**Extracted text:**
# # # # #

Indiana's Parkview Health Readies $480 Million Offering

CHICAGO - Indiana's Parkview Health System will enter the market over the next few weeks with $480 million of fixed- and variable-rate debt that will be used to refinance outstanding auction-rate debt and bank-held variable-rate bonds and to raise new money.

The $480 million sale includes $150 million of new money and the refinancing of two pieces of outstanding debt, both insured by Ambac Assurance Co. The six-hospital system will use proceeds from $150 million of new money to finance the building of a new $536 million facility that is the biggest construction project in northern Indiana, said Parkview's chief financial officer, Jeffrey Francis.

The system will shed the downgraded insurer's coverage and shift one piece of the debt to a fixed-rate mode while leaving the remainder in a variable-rate mode supported by letters of credit. As part of the refinancing, the system will terminate a fixed-to-floating rate swap on its auction-rate debt and pay a $17 million termination fee to the counterparty, Merrill Lynch & Co.

With the Indiana Finance Authority acting as conduit issuer, Parkview will begin a one-day retail order period Monday followed by an institutional sale Tuesday on the $270 million fixed-rate debt piece. The system plans to sell the remaining $225 million of variable-rate bonds on Aug. 26.

Merrill Lynch is the underwriter. Ponder & Co. is financial adviser. Ice Miller LLP is bond counsel.

Standard & Poor's affirmed its A-plus rating with stable outlook on the system's debt in advance of the deal. Moody's Investors Service rates the system's debt A1 with a stable outlook.

# # # # #

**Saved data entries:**

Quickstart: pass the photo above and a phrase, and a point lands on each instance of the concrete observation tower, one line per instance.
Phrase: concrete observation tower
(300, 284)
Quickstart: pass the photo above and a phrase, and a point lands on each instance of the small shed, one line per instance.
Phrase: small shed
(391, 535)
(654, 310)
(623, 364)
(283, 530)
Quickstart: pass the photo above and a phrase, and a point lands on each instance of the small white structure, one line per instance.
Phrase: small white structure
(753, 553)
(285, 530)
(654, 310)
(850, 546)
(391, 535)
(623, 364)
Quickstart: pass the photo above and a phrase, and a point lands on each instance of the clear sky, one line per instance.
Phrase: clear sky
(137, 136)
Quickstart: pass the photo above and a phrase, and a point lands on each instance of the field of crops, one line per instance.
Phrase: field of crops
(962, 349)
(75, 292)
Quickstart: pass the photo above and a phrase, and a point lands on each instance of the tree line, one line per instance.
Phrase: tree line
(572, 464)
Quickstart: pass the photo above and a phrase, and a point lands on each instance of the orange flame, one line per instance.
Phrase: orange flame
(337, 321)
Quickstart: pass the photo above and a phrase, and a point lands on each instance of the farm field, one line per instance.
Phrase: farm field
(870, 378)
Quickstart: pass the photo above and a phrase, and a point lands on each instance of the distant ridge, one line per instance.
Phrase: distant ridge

# # # # #

**Instructions:**
• 1. In the article on Parkview Health's bond offering, who is named as the system's chief financial officer?
• 2. Extend the article on Parkview Health's bond offering past its final sentence.

**Outputs in order:**
• 1. Jeffrey Francis

• 2.
The transactions will significantly increase the amount of fixed-rate debt in Parkview's overall outstanding debt portfolio - to 53% from 14%, according to Mike Tym of Ponder.

"The major reason [to refinance the debt] is to reduce the overall credit profile risk as they go into a fairly substantial construction project," Tym said. "We're eliminating several capital market risks that are typically associated with third-party credit enhancement."

After the transactions, the system will have $600 million of outstanding debt, of which $250 million will be in the variable-rate mode. About $220 million of the variable-rate debt is hedged with a series of existing floating- to fixed-rate swaps with Citi.

"It's a nice balance between fixed-rate and then taking advantage of the shorter end of the curve for lower effective interest rates," Francis of the upcoming transactions.

In addition to increasing the share of fixed-rate debt in its debt portfolio, the refinancing will allow Parkview to shed the troubled insurer, which has been hit by a series of downgrades, most recently when Standard & Poor's downgraded it to CC from BBB on July 28, followed less than a week later by Moody's downgrade to Caa2 from Ba3.

After the system's roughly $170 million of auction-rate debt failed to be remarketed in February 2008, amid the collapse of the auction-rate debt market, officials planned to enter the market to refinance it within several months.

But the timing of that transaction - set for the third week of September 2008 - proved ill-fated as the market again collapsed following Lehman Brothers' bankruptcy filing. Officials pulled the deal and earlier this year and hired Ponder & Co. to act as financial adviser as they headed back to market, Francis said.

The $225 million of variable-rate debt is supported by a trio of letters of credit from National City Corp., Wells Fargo Bank NA, and Citi.

While LOC fees continue to be higher than last year, the system had no difficulty securing the credit, according to Tym.

"Parkview had some very good interest from several banks, and they're not using all the capacity that's available," he said. "Fees are higher than they were a year or two ago but the covenants are reasonable."

The system plans to move its 330-bed hospital from downtown Fort Wayne to a location near Interstate 69 and have it open by 2012, Francis said. Officials will use cash from its investment portfolio to finance the remainder of the project, he said.

Standard & Poor's cited the system's location in an "increasingly competitive market" and relocation of its main facility as credit strengths.